• [GOAL OF THE EXERCISE]:
Pull out every line of the listing below that contains the string "shoulder", matching case exactly.

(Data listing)
....................
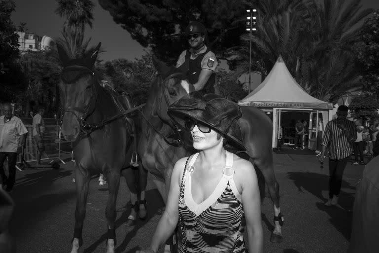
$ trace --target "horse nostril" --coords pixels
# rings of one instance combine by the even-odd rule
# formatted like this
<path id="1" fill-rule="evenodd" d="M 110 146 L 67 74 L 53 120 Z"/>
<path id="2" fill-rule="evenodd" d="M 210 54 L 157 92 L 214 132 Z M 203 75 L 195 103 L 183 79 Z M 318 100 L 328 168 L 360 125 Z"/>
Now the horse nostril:
<path id="1" fill-rule="evenodd" d="M 74 134 L 74 136 L 76 136 L 79 133 L 79 128 L 77 127 L 75 127 L 75 133 Z"/>

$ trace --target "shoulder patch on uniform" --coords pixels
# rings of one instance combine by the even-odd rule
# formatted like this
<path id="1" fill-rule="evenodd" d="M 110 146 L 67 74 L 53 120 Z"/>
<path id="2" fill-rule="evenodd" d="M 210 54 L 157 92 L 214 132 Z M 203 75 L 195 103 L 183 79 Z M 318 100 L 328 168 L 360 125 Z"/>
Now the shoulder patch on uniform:
<path id="1" fill-rule="evenodd" d="M 215 63 L 215 60 L 213 58 L 210 58 L 208 59 L 207 65 L 210 68 L 213 67 L 213 64 Z"/>

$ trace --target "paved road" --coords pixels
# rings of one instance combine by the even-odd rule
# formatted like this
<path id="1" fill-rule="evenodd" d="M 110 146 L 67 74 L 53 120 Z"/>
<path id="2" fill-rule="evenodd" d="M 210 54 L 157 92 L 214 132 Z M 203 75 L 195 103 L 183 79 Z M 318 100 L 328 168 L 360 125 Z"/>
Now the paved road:
<path id="1" fill-rule="evenodd" d="M 265 198 L 262 206 L 265 252 L 284 253 L 345 253 L 349 245 L 352 209 L 357 183 L 364 167 L 349 163 L 342 183 L 340 207 L 323 205 L 328 196 L 327 166 L 321 169 L 315 156 L 275 154 L 275 168 L 280 185 L 281 208 L 285 217 L 284 241 L 269 242 L 272 225 L 271 201 Z M 327 163 L 325 163 L 327 165 Z M 26 170 L 17 172 L 12 196 L 16 203 L 11 233 L 18 253 L 69 253 L 76 206 L 75 184 L 71 182 L 73 163 L 59 170 Z M 107 228 L 105 217 L 107 186 L 90 183 L 87 215 L 81 252 L 105 252 Z M 163 206 L 149 177 L 147 192 L 149 217 L 134 225 L 127 222 L 130 195 L 122 178 L 117 202 L 116 252 L 133 253 L 147 247 Z"/>

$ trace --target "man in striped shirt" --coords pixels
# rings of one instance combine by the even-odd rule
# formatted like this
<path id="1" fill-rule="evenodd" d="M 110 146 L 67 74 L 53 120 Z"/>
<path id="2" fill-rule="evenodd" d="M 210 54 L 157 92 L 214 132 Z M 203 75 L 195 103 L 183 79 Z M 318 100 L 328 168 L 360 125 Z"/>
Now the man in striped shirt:
<path id="1" fill-rule="evenodd" d="M 326 125 L 322 138 L 322 152 L 319 161 L 323 162 L 327 149 L 329 157 L 329 199 L 326 206 L 337 204 L 343 171 L 357 138 L 355 124 L 346 119 L 348 111 L 345 105 L 339 106 L 337 119 Z"/>

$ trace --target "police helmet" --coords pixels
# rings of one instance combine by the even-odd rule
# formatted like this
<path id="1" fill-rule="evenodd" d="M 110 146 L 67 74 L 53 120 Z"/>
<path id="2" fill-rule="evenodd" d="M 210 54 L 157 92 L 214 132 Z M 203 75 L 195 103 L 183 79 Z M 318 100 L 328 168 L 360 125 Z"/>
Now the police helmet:
<path id="1" fill-rule="evenodd" d="M 186 35 L 196 33 L 207 34 L 207 29 L 204 25 L 198 21 L 191 21 L 185 30 Z"/>

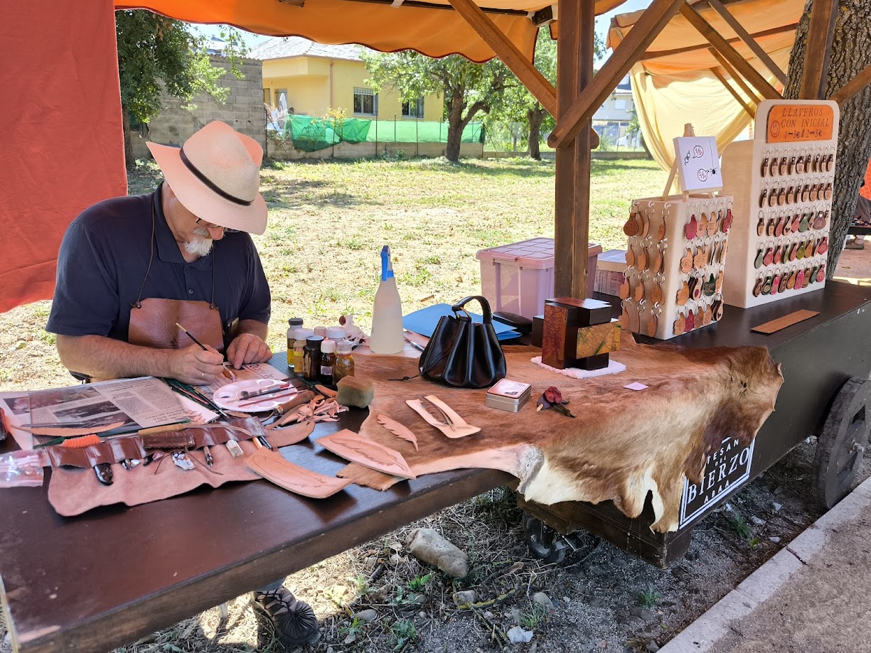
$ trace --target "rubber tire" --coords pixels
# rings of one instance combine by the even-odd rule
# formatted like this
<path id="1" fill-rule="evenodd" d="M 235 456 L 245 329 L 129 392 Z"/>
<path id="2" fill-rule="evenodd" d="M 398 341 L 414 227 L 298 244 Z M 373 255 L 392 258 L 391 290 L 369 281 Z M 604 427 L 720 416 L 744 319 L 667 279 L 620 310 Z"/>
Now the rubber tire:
....................
• [TASK OUTPUT]:
$ trace --target "shoulder patch on uniform" --coords pixels
Now the shoulder patch on uniform:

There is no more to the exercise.